## begin Material for this task
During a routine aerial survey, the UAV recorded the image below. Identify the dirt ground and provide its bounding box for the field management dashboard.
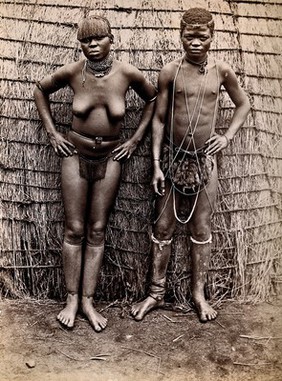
[0,299,282,381]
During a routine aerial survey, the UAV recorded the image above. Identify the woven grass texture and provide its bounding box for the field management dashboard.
[0,0,282,303]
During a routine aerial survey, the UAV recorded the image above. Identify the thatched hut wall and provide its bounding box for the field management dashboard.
[0,0,282,302]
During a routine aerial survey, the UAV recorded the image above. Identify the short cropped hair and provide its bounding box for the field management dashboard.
[77,15,113,41]
[180,8,214,35]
## end Material for this task
§ **Description of the task**
Write out the full listing above word for word, and leave the picture out.

§ **Reply**
During a routine aerial survey, the UAV recorded the image below. Identify the dirt ground and provide its bounding box for the field management dashboard.
[0,299,282,381]
During a routine aerial survey, the UAV recorded the image above. Identify the woven grass texture and provide its bounding box for the field management dashboard.
[0,0,282,303]
During a routine aerial survey, the UAV recorded the image above. Identify the thatched hut wall and provide its bounding box for the field management dashboard.
[0,0,282,302]
During a routine aerial survey, the UAV recorded the image above. Identify the short cropped hair and provide its bounding box for the field management dashboard.
[77,15,113,41]
[180,8,214,35]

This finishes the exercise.